## EXERCISE REQUIREMENTS
Reproduce every one of the rows below word for word, but leave out the pictures.

## WORKING DATA
::::

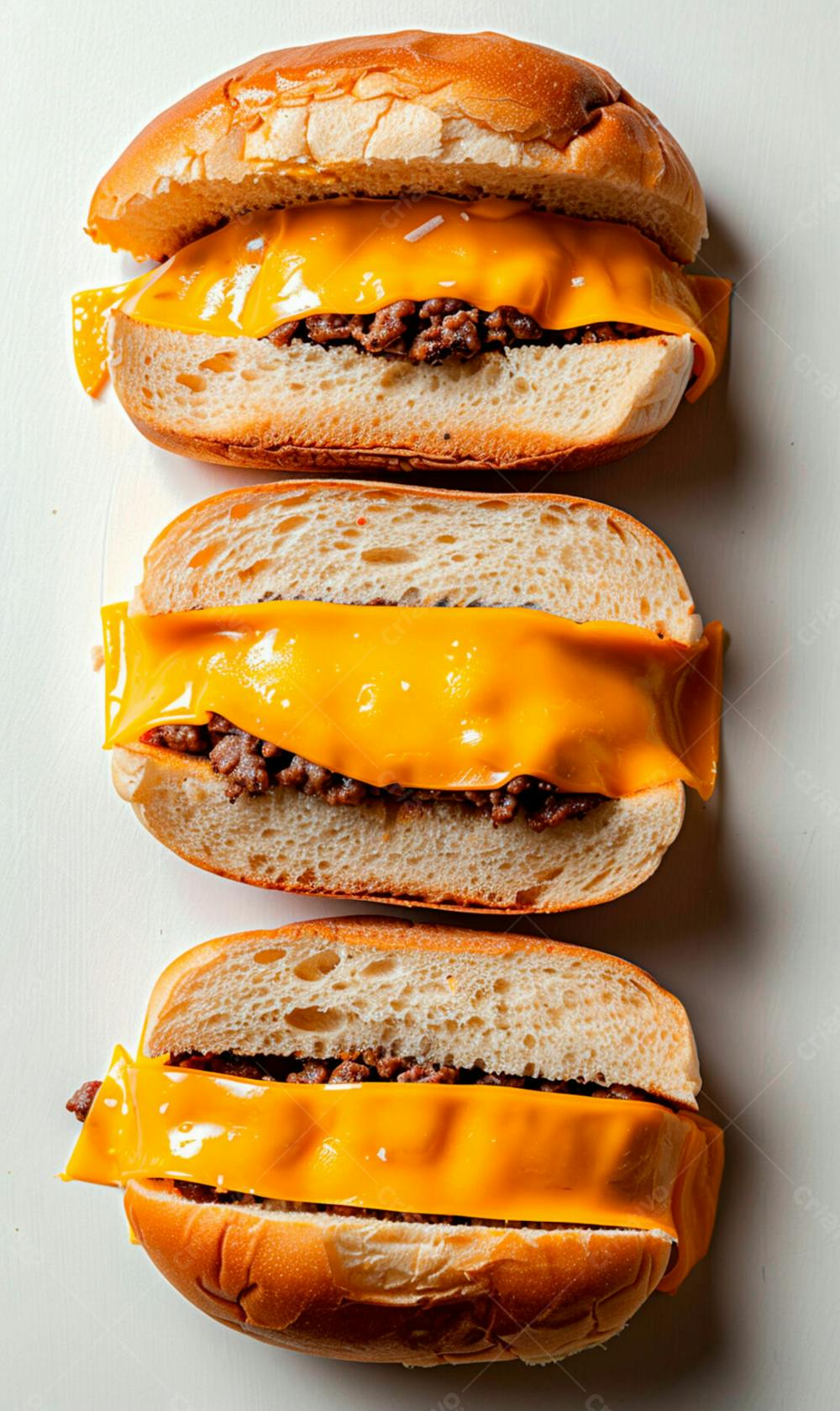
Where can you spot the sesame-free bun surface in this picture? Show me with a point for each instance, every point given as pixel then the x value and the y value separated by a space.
pixel 363 544
pixel 459 114
pixel 384 1290
pixel 245 403
pixel 368 1290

::::

## FINAL ANSWER
Where can you spot the sesame-free bun surface in this picture? Show me with a point for each instance, every point given as pixel then the x value and the y value separated by a space.
pixel 363 544
pixel 459 114
pixel 384 1290
pixel 245 403
pixel 368 1290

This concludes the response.